WHAT YOU WILL DO -> Note each line of the entries that includes "this". Then copy those lines.

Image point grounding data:
━━━━━━━━

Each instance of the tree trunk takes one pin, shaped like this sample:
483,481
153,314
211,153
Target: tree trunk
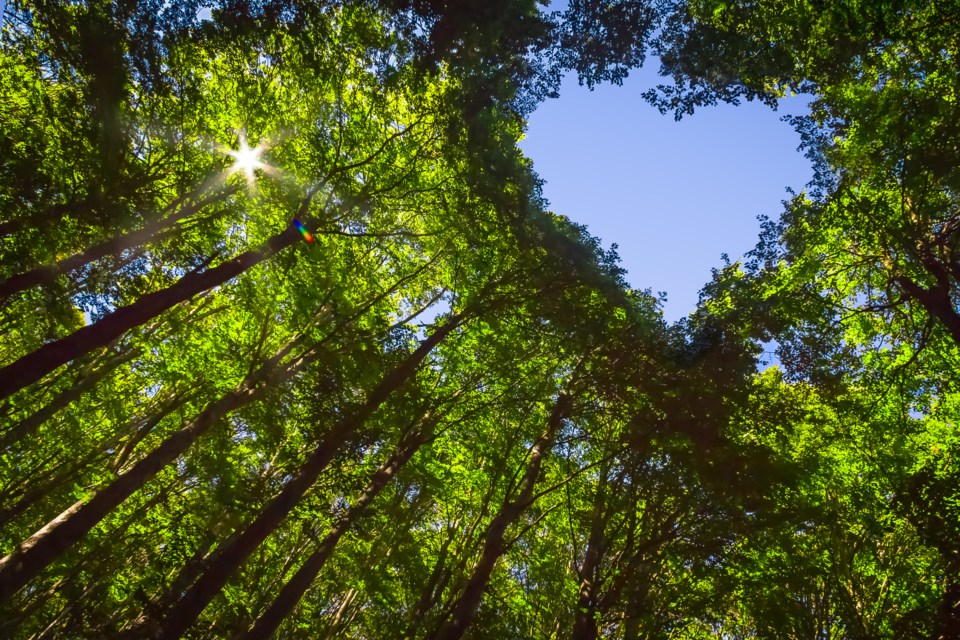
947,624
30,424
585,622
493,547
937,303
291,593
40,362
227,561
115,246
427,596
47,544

━━━━━━━━

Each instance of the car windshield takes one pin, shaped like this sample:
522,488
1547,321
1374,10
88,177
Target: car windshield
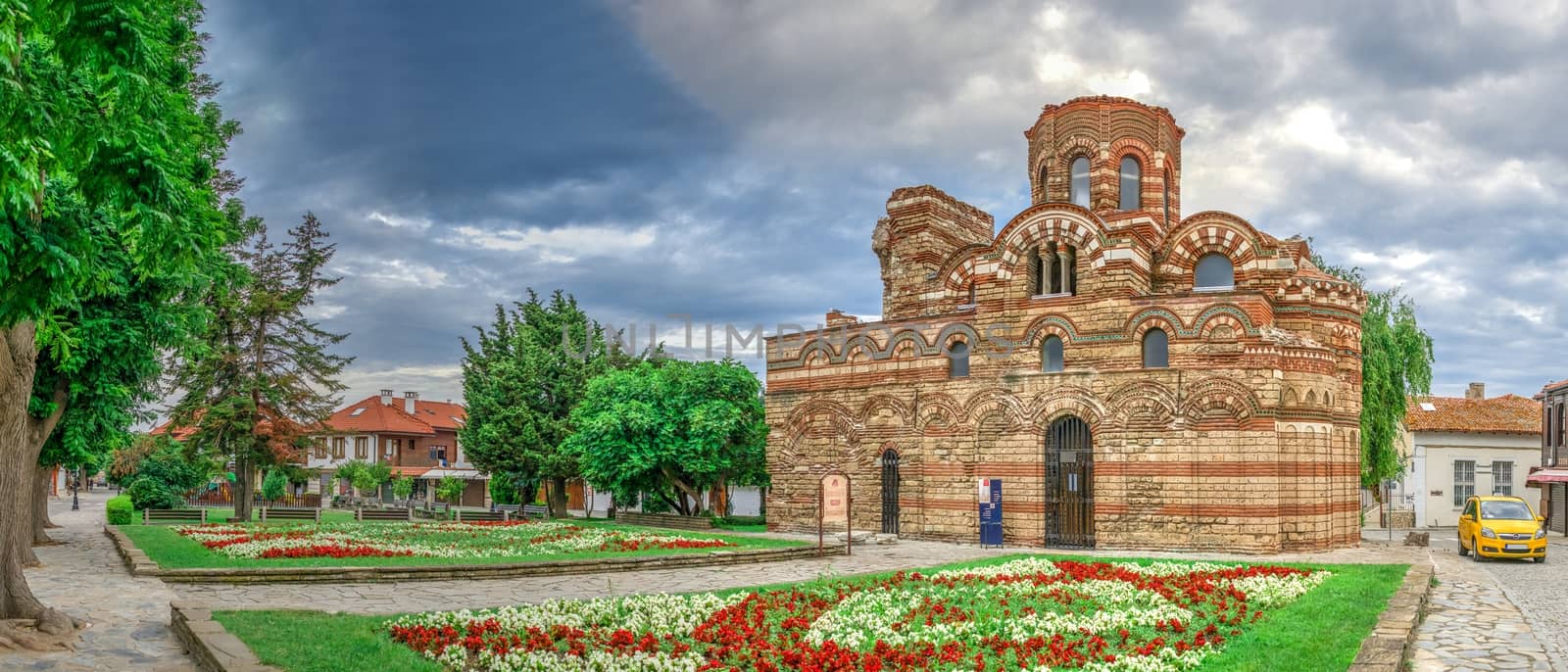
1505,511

━━━━━━━━

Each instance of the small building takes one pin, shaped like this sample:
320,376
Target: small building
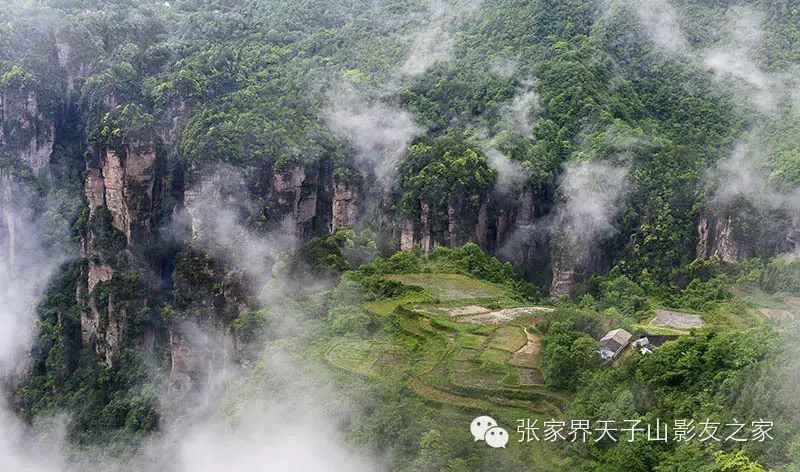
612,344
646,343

━━━━━━━━

SOLUTION TO THE EXERCISE ->
Each instance of the tree trunk takes one pin, shaped like this sample:
Each instance of the car windshield takes one pin, shaped like this sample:
Each instance of the small building takes one pin, shaped like this sample:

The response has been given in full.